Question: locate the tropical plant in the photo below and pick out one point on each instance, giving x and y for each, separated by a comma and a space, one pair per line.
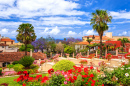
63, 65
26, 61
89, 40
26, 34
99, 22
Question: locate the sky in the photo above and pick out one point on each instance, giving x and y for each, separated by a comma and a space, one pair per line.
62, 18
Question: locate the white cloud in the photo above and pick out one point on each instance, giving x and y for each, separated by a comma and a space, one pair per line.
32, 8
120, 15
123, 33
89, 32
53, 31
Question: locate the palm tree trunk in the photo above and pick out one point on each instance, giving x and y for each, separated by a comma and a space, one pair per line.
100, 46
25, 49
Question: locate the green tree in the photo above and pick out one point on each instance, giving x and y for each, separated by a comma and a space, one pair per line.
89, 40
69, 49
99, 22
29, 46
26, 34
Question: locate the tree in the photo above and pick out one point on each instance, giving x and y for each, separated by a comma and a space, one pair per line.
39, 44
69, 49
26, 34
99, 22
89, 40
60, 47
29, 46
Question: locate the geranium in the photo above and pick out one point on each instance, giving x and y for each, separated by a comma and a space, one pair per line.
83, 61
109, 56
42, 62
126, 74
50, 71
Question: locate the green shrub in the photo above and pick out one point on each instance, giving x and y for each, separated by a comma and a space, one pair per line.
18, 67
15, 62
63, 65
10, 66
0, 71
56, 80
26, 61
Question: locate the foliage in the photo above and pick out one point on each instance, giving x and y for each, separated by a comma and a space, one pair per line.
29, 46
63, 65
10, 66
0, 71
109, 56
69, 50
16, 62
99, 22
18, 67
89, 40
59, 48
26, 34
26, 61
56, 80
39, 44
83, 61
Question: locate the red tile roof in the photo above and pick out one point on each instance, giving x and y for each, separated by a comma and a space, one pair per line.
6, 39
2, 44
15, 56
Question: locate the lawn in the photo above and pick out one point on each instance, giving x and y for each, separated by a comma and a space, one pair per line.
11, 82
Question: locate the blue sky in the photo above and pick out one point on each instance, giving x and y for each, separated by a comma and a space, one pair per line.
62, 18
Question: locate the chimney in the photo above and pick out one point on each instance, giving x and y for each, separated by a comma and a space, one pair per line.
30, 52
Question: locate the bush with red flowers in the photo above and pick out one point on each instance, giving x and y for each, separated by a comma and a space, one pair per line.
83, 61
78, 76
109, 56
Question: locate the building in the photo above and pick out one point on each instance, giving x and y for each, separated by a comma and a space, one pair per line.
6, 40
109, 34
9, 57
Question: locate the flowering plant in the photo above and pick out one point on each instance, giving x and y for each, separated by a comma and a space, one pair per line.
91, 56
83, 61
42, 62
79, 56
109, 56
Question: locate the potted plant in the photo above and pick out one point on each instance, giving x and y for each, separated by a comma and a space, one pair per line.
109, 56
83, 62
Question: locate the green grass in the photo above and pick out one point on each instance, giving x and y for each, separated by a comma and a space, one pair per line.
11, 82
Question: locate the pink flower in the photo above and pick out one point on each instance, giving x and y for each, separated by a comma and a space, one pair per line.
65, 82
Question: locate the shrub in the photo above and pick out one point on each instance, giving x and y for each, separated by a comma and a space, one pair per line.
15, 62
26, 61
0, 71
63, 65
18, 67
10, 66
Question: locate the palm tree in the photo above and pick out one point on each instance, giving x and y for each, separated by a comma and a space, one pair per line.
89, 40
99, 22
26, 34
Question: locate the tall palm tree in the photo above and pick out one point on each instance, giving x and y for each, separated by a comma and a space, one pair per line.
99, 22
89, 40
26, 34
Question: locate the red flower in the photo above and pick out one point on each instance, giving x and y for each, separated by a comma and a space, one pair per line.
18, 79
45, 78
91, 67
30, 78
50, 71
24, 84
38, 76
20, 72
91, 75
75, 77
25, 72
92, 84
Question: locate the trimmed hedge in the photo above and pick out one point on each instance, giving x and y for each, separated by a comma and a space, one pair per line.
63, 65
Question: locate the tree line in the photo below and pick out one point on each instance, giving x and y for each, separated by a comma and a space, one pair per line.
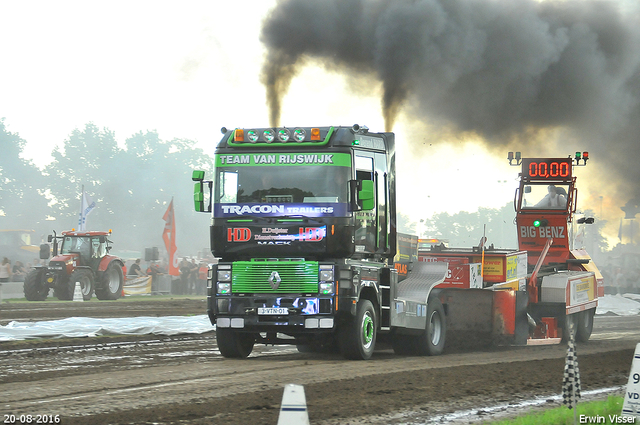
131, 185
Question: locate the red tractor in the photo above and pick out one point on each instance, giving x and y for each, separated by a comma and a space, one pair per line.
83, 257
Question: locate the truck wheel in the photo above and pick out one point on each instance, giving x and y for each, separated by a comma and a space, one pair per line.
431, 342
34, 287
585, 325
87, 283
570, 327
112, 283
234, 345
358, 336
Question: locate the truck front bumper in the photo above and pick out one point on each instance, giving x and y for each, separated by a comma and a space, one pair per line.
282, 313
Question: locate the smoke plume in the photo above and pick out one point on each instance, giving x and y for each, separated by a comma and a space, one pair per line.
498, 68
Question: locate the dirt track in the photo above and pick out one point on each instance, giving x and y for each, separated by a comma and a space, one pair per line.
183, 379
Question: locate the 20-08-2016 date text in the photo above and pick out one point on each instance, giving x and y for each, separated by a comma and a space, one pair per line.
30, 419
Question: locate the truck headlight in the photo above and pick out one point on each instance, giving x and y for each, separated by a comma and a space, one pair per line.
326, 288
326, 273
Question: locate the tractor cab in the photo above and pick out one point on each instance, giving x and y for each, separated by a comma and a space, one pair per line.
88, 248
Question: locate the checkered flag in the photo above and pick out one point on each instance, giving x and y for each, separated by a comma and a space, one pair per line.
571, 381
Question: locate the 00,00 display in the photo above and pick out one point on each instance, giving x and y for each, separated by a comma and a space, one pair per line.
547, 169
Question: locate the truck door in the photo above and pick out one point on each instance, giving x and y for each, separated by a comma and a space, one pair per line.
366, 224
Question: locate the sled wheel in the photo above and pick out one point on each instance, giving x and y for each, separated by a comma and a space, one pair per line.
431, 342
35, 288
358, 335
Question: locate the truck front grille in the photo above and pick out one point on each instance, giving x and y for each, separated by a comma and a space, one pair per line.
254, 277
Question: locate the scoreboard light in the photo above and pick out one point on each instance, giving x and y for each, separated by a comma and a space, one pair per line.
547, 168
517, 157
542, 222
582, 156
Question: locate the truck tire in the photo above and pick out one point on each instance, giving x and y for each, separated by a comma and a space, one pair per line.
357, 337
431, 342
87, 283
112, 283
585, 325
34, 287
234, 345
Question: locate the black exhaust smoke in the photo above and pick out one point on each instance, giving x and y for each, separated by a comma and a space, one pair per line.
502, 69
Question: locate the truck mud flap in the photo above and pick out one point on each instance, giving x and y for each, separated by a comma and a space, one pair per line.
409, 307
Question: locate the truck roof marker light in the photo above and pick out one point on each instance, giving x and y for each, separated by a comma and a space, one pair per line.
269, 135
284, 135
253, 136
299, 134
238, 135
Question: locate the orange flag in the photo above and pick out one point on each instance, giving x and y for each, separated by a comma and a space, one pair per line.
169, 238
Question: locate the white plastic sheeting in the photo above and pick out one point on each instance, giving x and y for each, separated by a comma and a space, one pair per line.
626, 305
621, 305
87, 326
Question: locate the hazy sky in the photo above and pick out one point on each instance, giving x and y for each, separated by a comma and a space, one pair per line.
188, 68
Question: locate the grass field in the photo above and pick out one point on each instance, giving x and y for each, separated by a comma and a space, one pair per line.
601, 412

Written instruction: Exactly reproduce the entries above, minus the pictures.

Exercise output:
Question: locate the tropical plant in the photo below and pick out one point on each instance, giving x and y for each, separated by a comma and a space, one pair per line.
63, 65
26, 61
89, 40
26, 34
99, 22
Question: locate the sky in the photo above and pick out one point on each instance, giving x and y for each, separated by a comma and a space, one pair per line.
62, 18
Question: locate the white cloud in the photo above and pick out one point on each instance, giving x and y for each, separated by a comma and a space, one pair per line.
32, 8
120, 15
123, 33
89, 32
53, 31
Question: locate the palm tree trunk in the photo above and pick out one point on each instance, giving x and y for each, separated by a comma and a space, one pair per line.
100, 46
25, 49
Question: locate the green tree in the photo above and pick out one point on each instance, giving x and y for each, separated by a comma and a space, one pair per line.
89, 40
69, 49
99, 22
29, 46
26, 34
Question: locate the tree in the photo above and pick out one point on each instance, giving x and y for each, separated by a comma and a space, one pair per line.
39, 44
69, 49
26, 34
99, 22
89, 40
60, 47
29, 46
Question: locate the geranium in the photo above and pick out one point on each instance, giving x and y for each, separated by a comma and a space, one pair per line.
83, 61
109, 56
42, 62
126, 74
50, 71
Question: locate the green shrub in the photo above and pick out one point on each instance, giving x and y for each, separated by a comma and a space, one pair per line.
18, 67
15, 62
63, 65
10, 66
0, 71
56, 80
26, 61
Question: locate the foliage in the photo above and pick out one point on each instance, giving x and y for each, separated by a comma and a space, one pair per line.
29, 46
63, 65
10, 66
0, 71
109, 56
69, 50
16, 62
99, 22
18, 67
89, 40
59, 48
26, 34
26, 61
56, 80
39, 44
83, 61
Question: locate the red tile roof in the photo above and pick out one point on each instance, giving x and y for each, separated by a comma and a space, one pair per line.
6, 39
2, 44
15, 56
Question: locate the lawn in the photo above and pick out one point on each instance, giving x and y for each, separated by a comma and a space, one pair per line.
11, 82
Question: locate the blue sky in the photo above and pick out one point on each instance, giving x and y for each, separated by a comma and a space, one pair per line.
62, 18
Question: locate the chimney in the photo above and pick out one point on each instance, giving x and y for each, separated by a comma and a space, one pair per line.
30, 52
Question: locate the bush with red flowers in the photo above and pick out one point on each instance, giving x and y for each, separated by a comma and a space, one pair per line.
83, 61
78, 76
109, 56
Question: locate the building in the photo above and pick out one point on each instance, giving x and y for each, separated by a comma and a space, one pair per line.
6, 40
109, 34
9, 57
Question: locate the flowering plant in the photo above and pick out one point on each instance, giving x and y for each, separated by a comma and a space, one pair per line.
91, 56
83, 61
42, 62
79, 56
109, 56
Question: locate the potted plant in the photo above and pick out one point on each instance, giving x and y for each, separated by a comma and a space, one pair per line.
109, 56
83, 62
Question: locate the green grass in the photo above and pick out one point on each instance, giving x and y for each, separated by a comma and a space, one pair per line.
11, 82
Question: locate the pink flower in the photo above and pick out one point on each instance, giving x and y for each, separated by a comma and a space, one pair per line.
65, 82
Question: locate the shrub in the photo above and pick out one point on each instance, giving x and y for each, separated by a comma and a space, one pair per line.
15, 62
26, 61
0, 71
63, 65
18, 67
10, 66
Question: locate the palm tree in the photo above and pick out one point on each instance, giving x and y for each, separated by a comma and a space, one pair per line.
89, 40
99, 22
26, 34
Question: locate the tall palm tree in the photo above and pick out one point on each instance, giving x and y for each, separated by a comma and a space, one pair per line.
99, 22
89, 40
26, 34
Question: locate the red flower in the photo above and pick out one point on each instance, giving x and y for each, separated by a comma and a space, one pair per line.
18, 79
45, 78
91, 67
30, 78
50, 71
24, 84
38, 76
20, 72
91, 75
75, 77
25, 72
92, 84
Question: locate the trimmed hedge in the photo above and pick out one point on each instance, giving x and y for each, separated by a comma and a space, one pair per line.
63, 65
Question: locate the tree line in the photo below and pick out one point on each instance, giving x and y for each, separated by a comma and a space, one pair per line.
131, 185
Question: locate the red tractor in the photo above and pick out one point on each instance, giving x and y for each, separated by a comma and a space, one pair per line.
83, 257
Question: locate the truck wheel in the photo above and pick out one point on each instance, giving x and y for each, separated by a comma and a space, one pair per line.
431, 342
34, 287
585, 325
87, 283
570, 327
112, 283
234, 345
358, 336
Question: locate the truck front bumper in the photo above and pick out one point on each instance, giving x and y for each, separated by a comma and a space, one pair per line.
282, 313
Question: locate the smoke plume in the photo above and pick out one point on each instance, giving x and y for each, separated by a comma and a space, one pair per line.
498, 68
Question: locate the dirt track in the photo above and pick out one point on each instance, giving x and y for each, separated by a comma and a space, one pair per line.
183, 379
Question: locate the 20-08-2016 date text in the photo above and pick out one point on each instance, giving x and y for each, separated by a comma and a space, one pair per line.
30, 419
Question: locate the truck headlight in the photo above and pick out one point on each instance, giving x and y for each, separated by a comma and a space, one pair per line.
326, 288
326, 273
Question: locate the tractor cab in the photo above and pick out one point on each instance, giving x and y for each, separated by a comma and a space, one pair per line.
88, 248
Question: locate the checkered flag in the photo above and pick out one point on each instance, giving x and y for each, separated by a comma and a space, one pair per line.
571, 381
Question: locate the 00,00 display in the photo above and pick out one point on each instance, giving x and y for each, separated by a comma and a space, one pair per line.
547, 169
Question: locate the truck door in the photo above and pick out one point on each instance, giving x and y for each, separated by a comma and a space, one pair per line.
366, 224
Question: locate the sled wheel in the photo above and pick out one point on each instance, giving x and y for each, separated by a comma and a space, one pair per line.
431, 342
35, 288
358, 335
Question: locate the truck front grille in the photo above and pick out one point on each instance, giving x and y for each, separated by a comma and a space, one pair per line.
254, 277
Question: locate the scoreboard light in the photo above and pick out one point on each instance, giving x and y for each, separated by a comma and a space, one pair per line.
547, 168
517, 157
542, 222
582, 156
Question: locate the truck tire in the photo above and pick out one point on each instance, giving x and y for each, separated by a comma and a space, one pair per line.
357, 337
431, 342
87, 283
112, 283
585, 325
34, 287
234, 345
Question: locate the black exhaust smoke in the photo above and pick out one point on each instance, giving x and y for each, separated by a comma and a space, one pair per line.
502, 69
Question: locate the truck mud flap in the photo above and pick out one point on each instance, giving x and y for each, separated by a comma and a space, one pair per line.
409, 307
Question: locate the truck roof marker light in the photo above and pick out one point on each instance, giving x and y for each, separated by a comma and a space, one pair per line.
269, 135
284, 135
253, 136
299, 134
238, 135
Question: locate the orange flag in the photo above and pick out one point on each instance, giving x and y for each, separated by a comma and a space, one pair per line.
169, 238
Question: locate the white plastic sheeting in the photo above and pick out one point on each instance, giving x and y for each, separated by a comma and a space, one pair per line.
626, 305
621, 305
87, 326
Question: locate the hazy sky in the photo above and pick out one point on each instance, giving x and y for each, separated by a comma and a space, one pair per line.
188, 68
Question: locate the grass field in the photo above and pick out one point on each instance, giving x and y for each, separated by a comma and a space, one pair per line.
601, 412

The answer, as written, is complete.